## Document segment

++++++

Medicare and Medicaid are often confused for one another. Medicare is a federal governed program that provides health insurance for those over the age of 65, people of any age who have kidney failure or long term kidney disease, or people who are permanently disabled. There is no income test. Medicaid, however, is a state governed program that provides health insurance for low income pregnant women, children under the age of 19, people 65 and older, people who are blind, people who are disabled, and people who need nursing home care. There is an income test to receive Medicaid, as it is intended to provide health insurance to those with low incomes. Some people qualify for both programs; people that receive both Medicaid and Medicare are called “dual eligible beneficiaries.”

++++++

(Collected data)
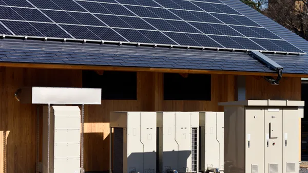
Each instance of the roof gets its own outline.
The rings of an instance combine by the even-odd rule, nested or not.
[[[307,41],[240,1],[221,1],[304,52],[308,52]],[[20,62],[275,72],[243,50],[119,46],[7,38],[0,40],[0,65],[1,62]],[[266,54],[266,56],[283,67],[284,73],[308,74],[308,55]]]

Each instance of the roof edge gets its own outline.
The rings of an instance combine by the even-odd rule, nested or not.
[[[244,76],[276,76],[277,74],[274,72],[253,72],[236,71],[223,70],[193,70],[181,69],[166,69],[153,68],[141,67],[123,67],[119,66],[86,66],[74,64],[54,64],[49,63],[15,63],[15,62],[1,62],[0,67],[25,68],[31,69],[65,69],[65,70],[108,70],[136,72],[152,72],[162,73],[191,73],[191,74],[225,74]],[[284,73],[284,77],[308,77],[308,74]]]

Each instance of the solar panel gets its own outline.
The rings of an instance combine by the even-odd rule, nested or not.
[[[0,0],[0,22],[16,35],[303,53],[219,0]],[[2,25],[0,32],[12,34]]]

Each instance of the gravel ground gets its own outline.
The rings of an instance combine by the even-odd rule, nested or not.
[[[302,161],[300,163],[300,166],[307,167],[300,168],[299,173],[308,173],[308,161]]]

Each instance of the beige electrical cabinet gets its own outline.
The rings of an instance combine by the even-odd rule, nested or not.
[[[304,101],[245,100],[224,106],[225,173],[298,172]]]
[[[110,117],[110,172],[156,173],[156,113],[111,112]]]
[[[198,112],[157,113],[157,172],[198,172]]]
[[[200,170],[223,172],[223,112],[199,114]]]

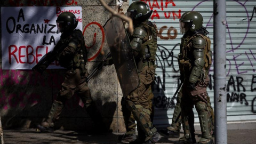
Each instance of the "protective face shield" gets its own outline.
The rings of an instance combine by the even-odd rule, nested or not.
[[[61,23],[57,22],[57,28],[58,28],[57,34],[62,33],[63,32],[63,28],[61,26],[61,25],[62,25]]]
[[[189,30],[191,26],[192,22],[182,22],[180,20],[180,32],[181,34],[184,34],[186,32]]]
[[[152,14],[149,6],[145,2],[137,1],[133,2],[127,10],[128,17],[134,20],[143,21],[148,19]]]
[[[133,19],[136,16],[136,12],[134,11],[129,11],[127,12],[127,17],[131,18],[131,19]]]

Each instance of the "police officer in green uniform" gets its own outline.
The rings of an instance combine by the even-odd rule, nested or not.
[[[127,12],[133,20],[134,28],[130,40],[140,81],[138,88],[125,97],[126,107],[138,124],[138,137],[130,143],[155,143],[161,139],[161,135],[150,118],[152,111],[148,97],[156,75],[156,30],[148,21],[152,11],[146,3],[133,2]]]
[[[153,122],[154,114],[154,105],[153,103],[154,94],[151,92],[151,90],[149,90],[149,92],[150,91],[151,92],[150,92],[148,97],[148,100],[149,105],[149,110],[151,111],[150,114],[150,118],[151,122]],[[118,138],[118,139],[119,141],[123,142],[134,141],[137,138],[135,134],[137,124],[134,117],[133,116],[133,115],[131,111],[127,108],[124,98],[122,99],[121,106],[122,111],[123,112],[123,116],[124,117],[124,124],[125,125],[126,132],[125,134],[120,135]],[[138,130],[139,131],[140,130],[139,129]],[[140,134],[141,132],[139,133]]]
[[[184,137],[175,143],[196,142],[194,135],[195,106],[198,113],[202,138],[198,143],[213,143],[212,119],[209,95],[206,92],[210,78],[209,69],[212,63],[211,41],[209,32],[203,27],[202,15],[195,11],[185,12],[180,19],[181,33],[180,51],[178,55],[183,85],[180,107]],[[192,138],[192,141],[188,140]]]
[[[75,93],[80,97],[86,111],[94,122],[102,122],[100,114],[92,101],[88,84],[85,82],[88,75],[85,67],[87,52],[82,31],[75,29],[78,21],[74,14],[64,12],[59,15],[56,22],[58,31],[61,33],[61,35],[57,45],[58,46],[55,46],[53,52],[50,53],[57,54],[46,54],[45,63],[47,65],[42,65],[38,69],[42,71],[47,68],[49,63],[52,62],[50,60],[47,61],[47,59],[57,60],[61,67],[66,69],[66,72],[64,81],[61,84],[61,89],[52,103],[47,118],[38,125],[38,129],[44,132],[52,132],[54,122],[61,114],[66,101],[71,98]],[[58,51],[58,47],[64,49],[61,51]],[[103,123],[99,122],[98,124],[102,125]]]

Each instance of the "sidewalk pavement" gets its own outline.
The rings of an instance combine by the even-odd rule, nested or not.
[[[90,134],[85,132],[57,130],[53,133],[41,133],[35,129],[4,130],[5,144],[36,143],[90,143],[121,144],[118,137],[123,133],[105,133]],[[156,144],[173,143],[179,138],[170,138],[161,133],[162,138]],[[200,131],[196,131],[197,141],[200,139]],[[181,133],[181,136],[183,134]],[[228,130],[228,143],[256,143],[256,130]]]

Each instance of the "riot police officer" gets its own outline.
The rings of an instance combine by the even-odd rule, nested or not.
[[[60,39],[53,51],[46,54],[45,62],[35,68],[38,71],[42,71],[52,62],[52,60],[56,60],[61,67],[66,69],[61,89],[52,103],[48,116],[45,121],[38,125],[39,129],[44,132],[53,131],[54,122],[61,114],[66,101],[75,93],[80,97],[86,111],[94,122],[102,120],[92,101],[88,84],[85,82],[88,75],[85,67],[87,52],[82,31],[75,29],[78,21],[74,14],[64,12],[58,16],[56,22],[58,32],[61,33]],[[103,125],[102,123],[98,124]]]
[[[151,22],[148,21],[152,11],[145,3],[132,3],[127,10],[132,19],[134,30],[130,36],[131,46],[139,72],[139,86],[125,97],[127,108],[138,124],[138,137],[130,143],[154,143],[161,139],[150,118],[151,104],[148,101],[151,85],[155,78],[157,33]]]
[[[184,137],[177,143],[195,142],[194,138],[195,106],[198,113],[202,138],[198,143],[213,143],[212,136],[212,118],[209,95],[206,92],[210,78],[208,76],[212,63],[211,41],[209,32],[203,26],[202,15],[195,11],[186,12],[180,19],[181,38],[178,55],[181,88],[180,107]]]

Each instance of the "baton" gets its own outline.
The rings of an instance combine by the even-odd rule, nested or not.
[[[176,97],[176,95],[177,95],[178,92],[180,91],[180,89],[182,86],[182,85],[183,85],[183,82],[181,83],[180,84],[180,85],[179,85],[179,87],[178,87],[177,90],[176,90],[176,91],[175,92],[174,94],[173,95],[173,97],[172,97],[172,99],[170,101],[169,104],[168,105],[168,106],[166,108],[166,110],[167,110],[169,109],[170,107],[171,107],[171,105],[172,104],[172,101],[174,99],[175,97]]]
[[[104,64],[105,63],[104,60],[106,60],[106,59],[107,59],[109,57],[109,55],[110,55],[110,52],[109,52],[107,54],[107,55],[105,57],[105,58],[104,58],[104,59],[103,59],[102,61],[101,61],[100,63],[99,63],[99,65],[98,65],[96,68],[93,69],[93,70],[92,71],[92,73],[91,73],[91,74],[90,74],[90,75],[88,75],[86,79],[85,79],[85,82],[86,83],[88,83],[89,80],[95,75],[95,74],[96,74],[96,73],[98,71],[99,71],[99,70],[101,69],[102,68],[102,67],[104,66]]]

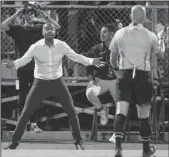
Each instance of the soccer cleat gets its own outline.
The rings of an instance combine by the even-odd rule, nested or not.
[[[122,156],[122,149],[116,149],[114,157],[123,157]]]
[[[4,147],[4,149],[16,149],[18,145],[18,142],[11,142],[8,146]]]
[[[104,106],[104,108],[100,111],[100,124],[101,125],[106,125],[108,123],[108,113],[109,109]]]
[[[143,156],[142,157],[151,157],[151,155],[153,155],[155,152],[156,152],[155,146],[151,146],[149,152],[145,153],[143,151]]]
[[[82,143],[76,145],[77,150],[84,150],[85,148],[83,147]]]
[[[42,129],[40,129],[36,123],[32,123],[31,126],[30,126],[30,131],[33,131],[35,133],[41,133],[42,132]]]

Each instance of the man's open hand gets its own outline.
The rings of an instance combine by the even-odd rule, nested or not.
[[[12,69],[12,68],[15,67],[13,61],[8,60],[8,59],[4,59],[4,60],[3,60],[3,65],[4,65],[5,67],[7,67],[7,68],[10,68],[10,69]]]
[[[156,28],[156,31],[157,31],[158,38],[164,39],[165,38],[165,27],[161,23],[159,23],[155,26],[155,28]]]
[[[102,59],[102,57],[100,57],[100,58],[94,58],[92,64],[95,65],[95,66],[97,66],[97,67],[100,67],[100,66],[104,65],[105,62],[101,61],[101,59]]]

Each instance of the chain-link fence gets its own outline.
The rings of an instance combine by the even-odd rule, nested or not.
[[[1,21],[11,16],[18,6],[1,6]],[[58,38],[66,41],[77,53],[89,51],[94,45],[100,42],[100,28],[103,24],[116,22],[120,20],[123,26],[130,23],[129,6],[56,6],[49,5],[44,10],[55,10],[59,17],[61,29],[58,32]],[[157,23],[169,26],[167,7],[148,7],[146,27],[154,31]],[[10,58],[14,60],[15,46],[14,42],[4,32],[1,32],[1,59]],[[158,62],[160,69],[164,71],[163,81],[169,78],[169,49],[166,49],[165,59]],[[65,76],[86,76],[84,66],[73,63],[66,57],[63,62]]]

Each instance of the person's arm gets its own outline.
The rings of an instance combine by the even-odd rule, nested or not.
[[[34,56],[34,49],[35,49],[35,45],[33,44],[30,46],[28,51],[20,59],[17,59],[13,62],[16,70],[20,67],[23,67],[24,65],[26,65],[32,60]]]
[[[53,20],[49,15],[47,15],[44,11],[40,11],[40,13],[44,16],[44,18],[49,22],[49,23],[52,23],[54,26],[55,26],[55,29],[58,30],[60,29],[60,25],[55,21]]]
[[[11,22],[19,15],[21,14],[23,11],[22,9],[19,9],[15,14],[13,14],[11,17],[9,17],[8,19],[6,19],[4,22],[2,22],[1,24],[1,28],[4,29],[5,31],[9,30],[9,25],[11,24]]]
[[[164,39],[164,26],[161,24],[158,24],[156,26],[157,30],[157,36],[152,32],[152,49],[153,52],[157,55],[159,58],[164,58],[165,53],[165,39]]]
[[[114,37],[109,46],[110,53],[110,64],[114,70],[118,69],[118,43],[117,43],[118,32],[115,33]]]
[[[83,55],[77,54],[73,49],[71,49],[65,42],[63,42],[63,51],[69,59],[74,62],[81,63],[85,66],[96,65],[99,66],[102,64],[99,58],[88,58]]]

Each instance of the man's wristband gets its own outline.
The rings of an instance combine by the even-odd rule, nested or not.
[[[45,17],[45,19],[47,20],[49,18],[49,16],[47,15],[46,17]]]
[[[118,70],[118,68],[113,68],[113,70],[117,71],[117,70]]]
[[[163,38],[163,37],[161,37],[161,38],[159,38],[159,40],[164,40],[164,38]]]

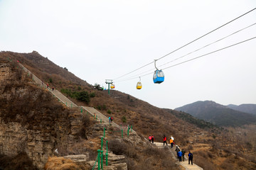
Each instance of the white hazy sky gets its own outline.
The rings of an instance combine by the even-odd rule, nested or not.
[[[0,50],[36,50],[89,84],[106,86],[106,79],[149,64],[255,7],[255,0],[0,0]],[[164,69],[255,37],[253,26],[171,62],[255,23],[256,10],[156,66]],[[256,39],[164,69],[161,84],[153,83],[154,69],[151,64],[114,80],[115,89],[160,108],[205,100],[256,103]],[[139,74],[147,73],[137,90]]]

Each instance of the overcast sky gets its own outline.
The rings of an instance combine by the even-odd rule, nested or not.
[[[256,39],[164,69],[160,84],[153,83],[153,63],[115,79],[255,8],[255,0],[0,0],[0,50],[36,50],[89,84],[107,86],[105,79],[114,79],[116,90],[160,108],[205,100],[256,103]],[[254,38],[256,26],[186,55],[255,23],[256,10],[158,60],[156,67]],[[137,90],[139,76],[147,74]]]

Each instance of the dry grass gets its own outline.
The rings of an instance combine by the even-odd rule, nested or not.
[[[15,157],[0,155],[0,169],[5,170],[28,169],[37,170],[28,155],[23,152]]]

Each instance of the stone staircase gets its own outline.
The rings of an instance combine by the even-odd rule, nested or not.
[[[170,154],[171,155],[171,157],[175,159],[177,159],[177,155],[176,153],[175,152],[175,145],[174,146],[173,148],[171,148],[170,145],[164,145],[163,144],[163,143],[161,142],[154,142],[154,144],[158,147],[158,148],[164,148],[164,147],[168,147],[169,151],[170,151]],[[177,159],[178,161],[178,159]],[[201,167],[200,167],[199,166],[193,164],[193,165],[191,164],[188,164],[188,158],[185,156],[185,162],[178,162],[178,163],[181,165],[185,170],[203,170],[203,169],[202,169]]]
[[[39,79],[36,76],[35,76],[33,73],[31,73],[28,69],[27,69],[23,65],[21,64],[19,64],[21,67],[23,71],[28,73],[28,75],[31,75],[32,79],[34,81],[34,82],[38,84],[38,86],[41,86],[42,88],[48,89],[49,91],[50,91],[60,101],[61,101],[63,103],[65,104],[68,107],[73,108],[73,107],[78,107],[76,104],[75,104],[73,102],[72,102],[70,99],[68,99],[66,96],[65,96],[63,94],[62,94],[60,91],[58,91],[56,89],[54,89],[53,91],[52,89],[47,88],[47,86],[46,84],[44,84],[41,79]]]

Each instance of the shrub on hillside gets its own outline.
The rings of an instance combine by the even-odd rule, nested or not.
[[[0,167],[6,170],[28,169],[37,170],[26,153],[22,152],[15,157],[0,155]]]

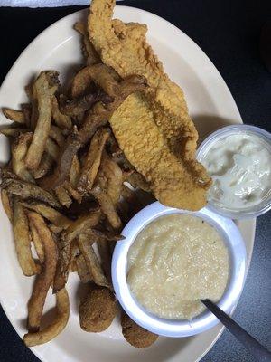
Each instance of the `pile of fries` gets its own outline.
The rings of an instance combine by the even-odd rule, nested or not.
[[[70,272],[89,286],[79,310],[82,329],[98,332],[111,324],[117,313],[112,252],[124,224],[144,206],[128,185],[149,192],[107,123],[129,94],[146,87],[145,81],[120,79],[99,60],[85,25],[78,23],[75,29],[83,37],[87,66],[70,89],[63,90],[58,72],[42,71],[25,88],[29,103],[21,110],[3,110],[14,123],[1,129],[10,139],[12,155],[1,170],[2,203],[13,224],[22,271],[28,277],[36,275],[23,338],[27,346],[46,343],[65,328]],[[57,313],[50,326],[41,329],[51,288]],[[134,322],[125,323],[131,344],[147,347],[156,339]],[[144,346],[133,342],[133,328],[145,338]]]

++++++

## What you need to do
In the passage on Medicare and Medicaid, what term is used for people who receive both programs? The collected data is separate material, unrelated to the passage on Medicare and Medicaid.

## Your solution
They are called "dual eligible beneficiaries."